*Passage shown*:
Andrew believed that, with the advent of Diana, his wife had decided to break off her relationship with Charles. When invited by mutual friends for dinner, she would ask, ‘Are the Waleses coming?’ If the answer was yes, she would refuse the invitation. ‘It’s easier if we don’t meet,’ she told her husband. Some were suspicious about such protests, especially after Diana’s denunciation of Camilla in 1992 and her allegation that Camilla had slept with Charles on the night before their wedding. Somewhat bewildered, Parker Bowles asked his friends whether they recalled that night. All would honestly reply that Camilla returned to the barracks with him from the party at Buckingham Palace. The story had in fact been invented by Stephen Barry, another of Charles’s disgruntled junior valets.

*What this exercise asks*:
A - Answer the following from the passage about Andrew, Camilla and the Waleses.
(i) What question would Andrew's wife ask when mutual friends invited her to dinner?
(ii) In what year did Diana denounce Camilla?
(iii) Who invented the story about the night before the wedding?
B - Reproduce verbatim the stretch of the passage about Andrew, Camilla and the Waleses from "Andrew believed that, with" through "disgruntled junior valets.".
C - Render into Spanish this sentence from the passage about Andrew, Camilla and the Waleses: "Somewhat bewildered, Parker Bowles asked his friends whether they recalled that night."

*Supplied records*:
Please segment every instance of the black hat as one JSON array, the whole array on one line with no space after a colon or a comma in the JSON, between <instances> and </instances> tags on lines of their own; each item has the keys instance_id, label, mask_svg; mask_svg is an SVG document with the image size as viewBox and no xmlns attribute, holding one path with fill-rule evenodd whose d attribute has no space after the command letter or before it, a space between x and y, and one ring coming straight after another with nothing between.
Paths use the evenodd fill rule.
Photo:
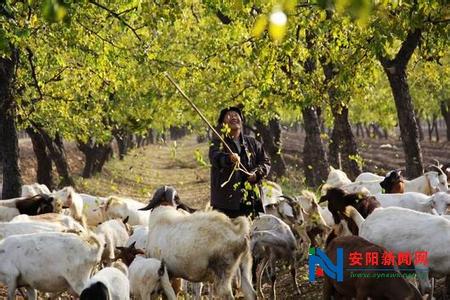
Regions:
<instances>
[{"instance_id":1,"label":"black hat","mask_svg":"<svg viewBox=\"0 0 450 300\"><path fill-rule=\"evenodd\" d=\"M224 108L220 111L220 116L219 116L219 120L218 120L219 125L221 125L223 123L223 119L225 119L225 115L229 111L237 112L239 114L239 116L241 117L242 123L244 123L245 119L244 119L244 115L242 114L242 111L236 106L230 106L230 107Z\"/></svg>"}]
</instances>

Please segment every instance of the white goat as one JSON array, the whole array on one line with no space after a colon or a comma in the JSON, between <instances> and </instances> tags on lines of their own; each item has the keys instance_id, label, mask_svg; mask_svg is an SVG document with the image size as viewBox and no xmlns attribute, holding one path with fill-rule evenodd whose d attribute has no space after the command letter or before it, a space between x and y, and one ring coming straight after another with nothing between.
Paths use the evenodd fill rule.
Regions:
<instances>
[{"instance_id":1,"label":"white goat","mask_svg":"<svg viewBox=\"0 0 450 300\"><path fill-rule=\"evenodd\" d=\"M102 252L103 245L93 235L12 235L0 241L0 281L8 286L8 300L15 299L18 286L26 287L31 300L36 299L35 289L69 289L79 295Z\"/></svg>"},{"instance_id":2,"label":"white goat","mask_svg":"<svg viewBox=\"0 0 450 300\"><path fill-rule=\"evenodd\" d=\"M359 174L356 178L355 178L355 182L357 181L371 181L371 180L379 180L379 181L383 181L384 177L371 173L371 172L363 172L361 174Z\"/></svg>"},{"instance_id":3,"label":"white goat","mask_svg":"<svg viewBox=\"0 0 450 300\"><path fill-rule=\"evenodd\" d=\"M83 214L89 226L97 226L106 221L105 207L108 198L80 194L83 199Z\"/></svg>"},{"instance_id":4,"label":"white goat","mask_svg":"<svg viewBox=\"0 0 450 300\"><path fill-rule=\"evenodd\" d=\"M367 188L372 195L382 192L380 182L383 179L371 181L356 181L345 184L342 188L350 193L360 192L361 188ZM447 175L442 171L440 173L429 171L412 180L403 179L405 192L417 192L426 195L432 195L436 192L446 192L448 190Z\"/></svg>"},{"instance_id":5,"label":"white goat","mask_svg":"<svg viewBox=\"0 0 450 300\"><path fill-rule=\"evenodd\" d=\"M66 186L59 191L50 194L55 199L62 202L64 207L69 208L70 215L87 228L86 218L83 216L83 199L75 192L73 187Z\"/></svg>"},{"instance_id":6,"label":"white goat","mask_svg":"<svg viewBox=\"0 0 450 300\"><path fill-rule=\"evenodd\" d=\"M89 279L80 300L128 300L130 299L130 282L128 269L121 262L115 262L111 267L101 269Z\"/></svg>"},{"instance_id":7,"label":"white goat","mask_svg":"<svg viewBox=\"0 0 450 300\"><path fill-rule=\"evenodd\" d=\"M297 241L290 227L281 219L272 215L260 215L252 224L251 248L253 256L261 259L257 268L256 281L260 297L264 297L261 289L262 274L270 264L272 294L271 299L276 297L276 270L275 263L279 259L287 260L294 287L300 295L296 272L296 250Z\"/></svg>"},{"instance_id":8,"label":"white goat","mask_svg":"<svg viewBox=\"0 0 450 300\"><path fill-rule=\"evenodd\" d=\"M33 183L22 185L22 197L32 197L38 194L50 194L50 190L45 184Z\"/></svg>"},{"instance_id":9,"label":"white goat","mask_svg":"<svg viewBox=\"0 0 450 300\"><path fill-rule=\"evenodd\" d=\"M131 294L137 300L151 299L152 294L162 289L169 300L176 300L175 291L170 285L169 275L164 262L155 258L145 258L143 250L129 247L118 247L119 257L128 266Z\"/></svg>"},{"instance_id":10,"label":"white goat","mask_svg":"<svg viewBox=\"0 0 450 300\"><path fill-rule=\"evenodd\" d=\"M11 221L14 222L40 222L40 223L49 223L49 224L57 224L65 227L67 230L74 230L78 232L86 232L86 229L74 218L71 216L66 216L62 214L56 213L47 213L37 216L29 216L29 215L18 215L14 217Z\"/></svg>"},{"instance_id":11,"label":"white goat","mask_svg":"<svg viewBox=\"0 0 450 300\"><path fill-rule=\"evenodd\" d=\"M358 225L361 237L397 253L409 252L413 261L417 251L427 253L428 265L415 263L422 292L431 288L429 271L450 274L450 221L446 218L389 207L376 209Z\"/></svg>"},{"instance_id":12,"label":"white goat","mask_svg":"<svg viewBox=\"0 0 450 300\"><path fill-rule=\"evenodd\" d=\"M347 177L347 174L345 174L344 171L330 166L330 173L328 173L327 181L322 186L322 192L330 187L342 187L349 183L352 183L352 181Z\"/></svg>"},{"instance_id":13,"label":"white goat","mask_svg":"<svg viewBox=\"0 0 450 300\"><path fill-rule=\"evenodd\" d=\"M63 232L67 227L60 224L43 222L0 222L0 240L16 234L29 234L38 232Z\"/></svg>"},{"instance_id":14,"label":"white goat","mask_svg":"<svg viewBox=\"0 0 450 300\"><path fill-rule=\"evenodd\" d=\"M129 239L128 229L122 220L109 220L94 229L99 238L105 241L105 250L102 255L103 262L111 262L115 259L116 247L123 247Z\"/></svg>"},{"instance_id":15,"label":"white goat","mask_svg":"<svg viewBox=\"0 0 450 300\"><path fill-rule=\"evenodd\" d=\"M109 197L105 206L106 219L125 219L129 217L128 224L134 225L147 225L150 213L147 211L140 211L139 209L144 206L144 203L119 197Z\"/></svg>"},{"instance_id":16,"label":"white goat","mask_svg":"<svg viewBox=\"0 0 450 300\"><path fill-rule=\"evenodd\" d=\"M127 243L125 244L129 247L131 244L135 243L137 249L145 249L147 247L148 238L148 227L143 225L133 226L133 234L130 235Z\"/></svg>"},{"instance_id":17,"label":"white goat","mask_svg":"<svg viewBox=\"0 0 450 300\"><path fill-rule=\"evenodd\" d=\"M153 208L146 253L164 260L174 277L214 282L222 299L234 299L231 279L240 267L244 296L254 299L248 220L230 220L216 211L186 214L174 206L160 206L175 203L175 196L172 187L159 188L143 208Z\"/></svg>"},{"instance_id":18,"label":"white goat","mask_svg":"<svg viewBox=\"0 0 450 300\"><path fill-rule=\"evenodd\" d=\"M375 198L382 207L403 207L430 214L445 214L450 205L450 194L438 192L432 196L421 193L377 194Z\"/></svg>"}]
</instances>

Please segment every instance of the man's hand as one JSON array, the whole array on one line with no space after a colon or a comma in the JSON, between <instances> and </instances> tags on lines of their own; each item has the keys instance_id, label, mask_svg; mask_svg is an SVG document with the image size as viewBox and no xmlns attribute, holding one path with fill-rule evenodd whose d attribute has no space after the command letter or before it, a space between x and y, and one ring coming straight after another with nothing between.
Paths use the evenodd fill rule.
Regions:
<instances>
[{"instance_id":1,"label":"man's hand","mask_svg":"<svg viewBox=\"0 0 450 300\"><path fill-rule=\"evenodd\" d=\"M256 183L256 181L257 181L257 178L256 178L256 173L255 172L252 172L252 175L250 175L250 176L248 176L248 182L250 182L250 183Z\"/></svg>"},{"instance_id":2,"label":"man's hand","mask_svg":"<svg viewBox=\"0 0 450 300\"><path fill-rule=\"evenodd\" d=\"M239 157L239 155L237 153L231 153L230 154L230 160L233 164L240 163L241 162L241 158Z\"/></svg>"}]
</instances>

*Responses to the exercise*:
A -
(i) ‘Are the Waleses coming?’
(ii) 1992
(iii) Stephen Barry

B -
Andrew believed that, with the advent of Diana, his wife had decided to break off her relationship with Charles. When invited by mutual friends for dinner, she would ask, ‘Are the Waleses coming?’ If the answer was yes, she would refuse the invitation. ‘It’s easier if we don’t meet,’ she told her husband. Some were suspicious about such protests, especially after Diana’s denunciation of Camilla in 1992 and her allegation that Camilla had slept with Charles on the night before their wedding. Somewhat bewildered, Parker Bowles asked his friends whether they recalled that night. All would honestly reply that Camilla returned to the barracks with him from the party at Buckingham Palace. The story had in fact been invented by Stephen Barry, another of Charles’s disgruntled junior valets.

C - Algo desconcertado, Parker Bowles preguntó a sus amigos si recordaban aquella noche.